begin EXCERPT PROVIDED

Availability and Disaster Recovery for NVIDIA Omniverse Enterprise Nucleus

by Kellan Cartledge, Isidro Hernandez, and Kelly Williamson | on

NVIDIA Omniverse is a revolutionary platform, which allows creators and organizations to collaborate in real-time on 3D designs and simulations. It offers a wide range of integrations and tools to enable teams to work together, and to bring their ideas to life.

One of the fundamental aspects of NVIDIA Omniverse is the ability to author content in your traditional application. Omniverse has connections to popular CAD tools like Autodesk Revit, PTC CREO, as well as content creation tools such as Autodesk 3ds Max, Autodesk Maya, and Blender, see a full list here: Connecting to Omniverse . This breadth of support allows multi-functional teams with conflicting data formats to collaborate in a common digital space in real-time.

NVIDIA Omniverse Nucleus is the database and collaboration engine of the Omniverse platform. With Omniverse Nucleus, teams can have multiple live users connected using different applications at once. Nucleus enables efficient live synchronization between NVIDIA Omniverse applications. Changes to Universal Scene Description (USD) files, the core Omniverse data format, are transmitted in real-time between connected Omniverse clients.

As companies look to leverage NVIDIA Omniverse to drive their digital innovation, it is important to consider where, and how, the Nucleus server is configured. With many teams and companies spread throughout a country, or globally, it is important to understand why it’s ideal to deploy Nucleus in the cloud, and how to ensure quick recovery in the event of a server failure.

end EXCERPT PROVIDED

> TASKS
1. In the Omniverse Nucleus article, what is the core Omniverse data format?
2. Does each statement agree with the Omniverse Nucleus article? Answer yes or no for each, quoting the words that decide it.
(a) Nucleus is the database and collaboration engine of the Omniverse platform.
(b) Changes to USD files are passed between connected clients once a day.
(c) Autodesk Revit is named as a content creation tool, not a CAD tool.

begin DATASET CONTENT

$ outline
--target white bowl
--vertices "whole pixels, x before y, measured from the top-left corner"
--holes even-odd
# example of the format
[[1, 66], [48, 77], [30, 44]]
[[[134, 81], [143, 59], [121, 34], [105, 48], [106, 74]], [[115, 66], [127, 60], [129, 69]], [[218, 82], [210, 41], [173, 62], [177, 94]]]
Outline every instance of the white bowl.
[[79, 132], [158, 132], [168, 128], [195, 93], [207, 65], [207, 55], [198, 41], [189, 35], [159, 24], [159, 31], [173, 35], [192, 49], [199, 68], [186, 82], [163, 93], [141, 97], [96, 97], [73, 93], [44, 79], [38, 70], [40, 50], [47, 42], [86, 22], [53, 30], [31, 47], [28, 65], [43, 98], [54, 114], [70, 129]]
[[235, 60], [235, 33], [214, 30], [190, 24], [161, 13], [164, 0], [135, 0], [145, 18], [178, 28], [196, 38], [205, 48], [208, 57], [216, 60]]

end DATASET CONTENT

> ANSWERS TO THE TASKS
1. Universal Scene Description (USD) files.

2.
(a) Yes: "NVIDIA Omniverse Nucleus is the database and collaboration engine of the Omniverse platform."
(b) No: "are transmitted in real-time between connected Omniverse clients."
(c) No: "popular CAD tools like Autodesk Revit, PTC CREO"